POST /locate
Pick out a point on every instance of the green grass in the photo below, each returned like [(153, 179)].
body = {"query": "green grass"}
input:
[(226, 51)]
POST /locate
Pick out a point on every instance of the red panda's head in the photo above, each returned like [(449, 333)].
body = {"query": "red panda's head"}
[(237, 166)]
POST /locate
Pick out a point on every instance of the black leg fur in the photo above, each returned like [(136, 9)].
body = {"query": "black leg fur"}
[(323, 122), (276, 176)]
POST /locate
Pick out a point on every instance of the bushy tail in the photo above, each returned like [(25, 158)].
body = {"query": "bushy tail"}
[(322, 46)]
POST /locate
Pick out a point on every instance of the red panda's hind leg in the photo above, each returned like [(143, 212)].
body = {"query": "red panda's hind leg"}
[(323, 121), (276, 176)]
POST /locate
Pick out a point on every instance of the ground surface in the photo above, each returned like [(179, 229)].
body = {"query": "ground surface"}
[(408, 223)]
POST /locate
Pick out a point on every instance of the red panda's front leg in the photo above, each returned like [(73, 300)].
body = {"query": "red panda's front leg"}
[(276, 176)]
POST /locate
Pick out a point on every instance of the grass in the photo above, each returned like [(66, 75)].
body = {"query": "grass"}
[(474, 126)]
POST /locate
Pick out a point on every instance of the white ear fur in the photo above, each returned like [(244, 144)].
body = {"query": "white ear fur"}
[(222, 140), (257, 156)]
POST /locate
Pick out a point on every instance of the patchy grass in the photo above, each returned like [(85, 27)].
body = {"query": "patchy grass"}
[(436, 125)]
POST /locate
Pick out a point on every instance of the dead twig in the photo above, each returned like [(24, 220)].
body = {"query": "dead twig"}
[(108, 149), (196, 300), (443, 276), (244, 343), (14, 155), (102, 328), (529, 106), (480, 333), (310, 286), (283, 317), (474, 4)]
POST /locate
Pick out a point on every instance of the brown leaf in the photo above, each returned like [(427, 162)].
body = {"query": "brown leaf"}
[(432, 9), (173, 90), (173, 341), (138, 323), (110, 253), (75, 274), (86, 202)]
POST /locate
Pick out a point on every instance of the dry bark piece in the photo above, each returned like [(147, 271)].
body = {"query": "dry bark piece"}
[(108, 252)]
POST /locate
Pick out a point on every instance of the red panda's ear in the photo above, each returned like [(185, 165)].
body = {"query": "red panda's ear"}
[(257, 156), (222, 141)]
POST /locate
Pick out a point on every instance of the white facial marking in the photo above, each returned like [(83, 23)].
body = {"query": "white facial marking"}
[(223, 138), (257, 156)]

==

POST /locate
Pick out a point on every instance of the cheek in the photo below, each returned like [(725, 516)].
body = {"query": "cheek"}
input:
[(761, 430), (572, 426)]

==

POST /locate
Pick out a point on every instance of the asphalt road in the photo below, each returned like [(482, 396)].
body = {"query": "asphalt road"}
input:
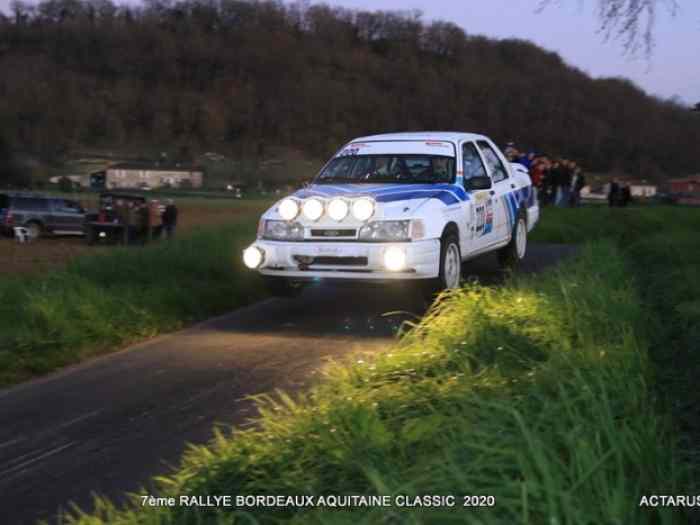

*EXERCISE AIM*
Gather every line of the records above that contains the word "grass", treating uppercase and lowercase letters as different.

*EXERCISE SOLUTION*
Pick out a point on every instance of the green grass in the photo below, each returned like [(153, 179)].
body = {"query": "green grass"}
Pick out a point on every instance of the grass in the photo above, each returned like [(66, 75)].
body = {"query": "grass"}
Pick out a point on every instance of the patchy grass in the photo above, each returned like [(85, 27)].
body = {"query": "patchy grass"}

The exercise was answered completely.